**Data supplied:**
· · · ·

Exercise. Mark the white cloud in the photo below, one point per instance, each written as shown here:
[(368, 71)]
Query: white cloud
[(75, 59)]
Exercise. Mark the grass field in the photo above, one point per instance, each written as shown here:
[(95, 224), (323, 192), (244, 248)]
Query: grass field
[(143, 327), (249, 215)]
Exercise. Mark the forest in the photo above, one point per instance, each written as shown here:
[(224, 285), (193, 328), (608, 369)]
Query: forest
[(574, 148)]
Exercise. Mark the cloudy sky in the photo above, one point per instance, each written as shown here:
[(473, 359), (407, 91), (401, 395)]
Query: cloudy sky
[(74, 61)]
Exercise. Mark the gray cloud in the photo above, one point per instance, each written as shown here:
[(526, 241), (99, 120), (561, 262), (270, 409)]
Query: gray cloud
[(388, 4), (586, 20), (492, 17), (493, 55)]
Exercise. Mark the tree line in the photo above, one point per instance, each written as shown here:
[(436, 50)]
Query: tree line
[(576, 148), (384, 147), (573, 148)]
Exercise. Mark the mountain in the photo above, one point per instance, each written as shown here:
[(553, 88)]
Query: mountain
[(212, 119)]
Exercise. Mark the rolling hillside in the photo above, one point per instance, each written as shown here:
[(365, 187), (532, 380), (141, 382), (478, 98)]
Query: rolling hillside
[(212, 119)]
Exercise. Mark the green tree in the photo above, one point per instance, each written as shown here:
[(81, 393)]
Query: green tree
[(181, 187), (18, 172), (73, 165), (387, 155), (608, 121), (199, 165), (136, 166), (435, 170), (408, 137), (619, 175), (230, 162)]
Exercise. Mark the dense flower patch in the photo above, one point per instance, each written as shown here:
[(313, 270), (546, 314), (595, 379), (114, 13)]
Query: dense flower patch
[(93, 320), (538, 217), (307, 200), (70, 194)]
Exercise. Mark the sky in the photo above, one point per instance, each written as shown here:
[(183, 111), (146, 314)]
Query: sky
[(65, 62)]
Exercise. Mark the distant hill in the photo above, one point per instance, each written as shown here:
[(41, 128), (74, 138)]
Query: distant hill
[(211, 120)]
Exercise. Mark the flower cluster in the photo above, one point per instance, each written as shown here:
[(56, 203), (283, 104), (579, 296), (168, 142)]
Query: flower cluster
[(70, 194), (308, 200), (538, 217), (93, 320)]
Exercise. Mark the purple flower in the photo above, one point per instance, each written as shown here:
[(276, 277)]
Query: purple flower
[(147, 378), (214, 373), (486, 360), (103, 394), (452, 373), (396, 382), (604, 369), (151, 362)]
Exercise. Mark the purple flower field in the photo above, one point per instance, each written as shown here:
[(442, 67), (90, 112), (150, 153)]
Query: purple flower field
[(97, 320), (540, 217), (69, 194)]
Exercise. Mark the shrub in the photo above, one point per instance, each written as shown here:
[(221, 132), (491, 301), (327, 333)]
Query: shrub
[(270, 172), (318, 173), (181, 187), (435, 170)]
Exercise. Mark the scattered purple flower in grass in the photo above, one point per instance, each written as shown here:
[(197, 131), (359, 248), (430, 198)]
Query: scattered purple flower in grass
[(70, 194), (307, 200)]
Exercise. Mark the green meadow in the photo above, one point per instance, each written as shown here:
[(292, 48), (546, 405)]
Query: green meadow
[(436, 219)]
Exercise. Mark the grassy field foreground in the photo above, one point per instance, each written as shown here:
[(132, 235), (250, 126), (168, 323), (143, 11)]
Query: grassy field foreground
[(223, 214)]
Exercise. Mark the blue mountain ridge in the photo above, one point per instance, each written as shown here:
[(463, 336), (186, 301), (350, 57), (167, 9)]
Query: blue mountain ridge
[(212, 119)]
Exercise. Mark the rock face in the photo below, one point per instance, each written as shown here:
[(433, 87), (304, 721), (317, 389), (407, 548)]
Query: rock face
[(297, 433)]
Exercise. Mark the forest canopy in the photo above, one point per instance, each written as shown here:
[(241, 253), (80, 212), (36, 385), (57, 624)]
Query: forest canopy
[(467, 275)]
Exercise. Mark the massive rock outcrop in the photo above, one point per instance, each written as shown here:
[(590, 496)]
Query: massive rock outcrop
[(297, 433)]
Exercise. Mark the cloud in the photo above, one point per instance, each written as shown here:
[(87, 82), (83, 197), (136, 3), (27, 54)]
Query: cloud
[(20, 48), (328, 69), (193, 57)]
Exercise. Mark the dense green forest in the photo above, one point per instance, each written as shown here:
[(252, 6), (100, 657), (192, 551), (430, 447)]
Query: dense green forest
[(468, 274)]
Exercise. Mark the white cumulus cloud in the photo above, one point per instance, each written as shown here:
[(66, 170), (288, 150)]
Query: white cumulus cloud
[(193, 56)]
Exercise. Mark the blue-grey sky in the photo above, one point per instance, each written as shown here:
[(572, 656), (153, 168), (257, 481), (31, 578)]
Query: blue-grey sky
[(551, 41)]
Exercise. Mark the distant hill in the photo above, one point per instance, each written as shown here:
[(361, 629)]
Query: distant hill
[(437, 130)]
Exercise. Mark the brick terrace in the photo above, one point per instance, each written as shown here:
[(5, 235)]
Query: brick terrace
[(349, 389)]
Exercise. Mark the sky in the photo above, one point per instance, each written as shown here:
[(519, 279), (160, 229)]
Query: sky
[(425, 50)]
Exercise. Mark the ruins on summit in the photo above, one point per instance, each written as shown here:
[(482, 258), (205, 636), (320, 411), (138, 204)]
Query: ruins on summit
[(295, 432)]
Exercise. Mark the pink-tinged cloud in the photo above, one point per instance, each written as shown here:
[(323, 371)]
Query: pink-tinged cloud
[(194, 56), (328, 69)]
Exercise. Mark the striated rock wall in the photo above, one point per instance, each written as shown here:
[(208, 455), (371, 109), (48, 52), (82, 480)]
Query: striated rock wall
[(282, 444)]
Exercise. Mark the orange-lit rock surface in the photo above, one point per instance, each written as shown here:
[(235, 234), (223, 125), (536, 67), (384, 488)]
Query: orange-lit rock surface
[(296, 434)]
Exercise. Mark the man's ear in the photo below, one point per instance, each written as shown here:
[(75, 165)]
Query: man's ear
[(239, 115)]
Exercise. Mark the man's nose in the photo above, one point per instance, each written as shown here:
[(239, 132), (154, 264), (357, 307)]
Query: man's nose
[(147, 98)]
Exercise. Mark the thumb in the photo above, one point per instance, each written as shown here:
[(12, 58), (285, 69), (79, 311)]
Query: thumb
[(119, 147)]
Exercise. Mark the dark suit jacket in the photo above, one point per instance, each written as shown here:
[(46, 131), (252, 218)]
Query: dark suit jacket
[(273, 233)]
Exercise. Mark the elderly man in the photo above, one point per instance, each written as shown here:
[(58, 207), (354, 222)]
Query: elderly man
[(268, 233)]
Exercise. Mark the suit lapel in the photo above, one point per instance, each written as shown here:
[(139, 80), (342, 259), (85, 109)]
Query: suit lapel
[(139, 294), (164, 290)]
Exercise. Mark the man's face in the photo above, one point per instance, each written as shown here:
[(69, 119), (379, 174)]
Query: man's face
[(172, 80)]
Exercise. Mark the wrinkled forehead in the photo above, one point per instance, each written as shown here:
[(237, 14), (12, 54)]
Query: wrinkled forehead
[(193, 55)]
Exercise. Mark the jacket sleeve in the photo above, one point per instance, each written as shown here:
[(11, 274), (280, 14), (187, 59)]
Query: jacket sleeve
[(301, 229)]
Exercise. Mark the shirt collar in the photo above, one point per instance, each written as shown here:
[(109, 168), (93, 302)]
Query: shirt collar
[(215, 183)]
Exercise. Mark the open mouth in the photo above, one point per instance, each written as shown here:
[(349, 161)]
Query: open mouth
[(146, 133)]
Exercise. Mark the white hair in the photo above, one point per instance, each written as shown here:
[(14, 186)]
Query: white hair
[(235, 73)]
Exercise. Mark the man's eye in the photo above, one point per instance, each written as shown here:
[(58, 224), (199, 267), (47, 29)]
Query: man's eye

· · · ·

**Task to complete:** Your answer should be the line with "Query: elderly man" and all lines after it in the listing above, repeated exactly. No other lines belong.

**Result:**
Query: elderly man
[(268, 233)]
Exercise. Mark the suit lapel in the photo above, one point per instance, each written as shown here:
[(139, 80), (342, 259), (85, 109)]
Query: suit lapel
[(139, 294), (164, 290)]
Exercise. Mark the man's face in the photo above, one point per instance, each written as shown here:
[(69, 119), (379, 174)]
Query: man's face
[(172, 80)]
Exercise. Mark the wrinkled forehead in the photo above, one point per instance, each written as shown here:
[(237, 14), (12, 54)]
Query: wrinkled forehead
[(193, 55)]
Exercise. Mark the jacket sleeve in the photo above, one point per instance, each written as shown here:
[(11, 274), (280, 14), (187, 59)]
Query: jacket sleeve
[(301, 229)]
Exercise. Mark the shirt collar in the photo above, one point per instance, each written as shown here:
[(109, 168), (93, 302)]
Query: shirt collar
[(215, 183)]
Exercise. Mark the open mouth in the photo above, one point per instance, each written as shown here:
[(349, 161)]
Query: open mouth
[(146, 133)]
Exercise. Mark the white hair in the photo above, one point per instance, each written as shown here:
[(14, 186)]
Query: white hair
[(235, 73)]
Exercise. Mark the man's eye in the photo above, one point per instance, each written as shown here:
[(58, 224), (199, 267), (47, 29)]
Query: man's eye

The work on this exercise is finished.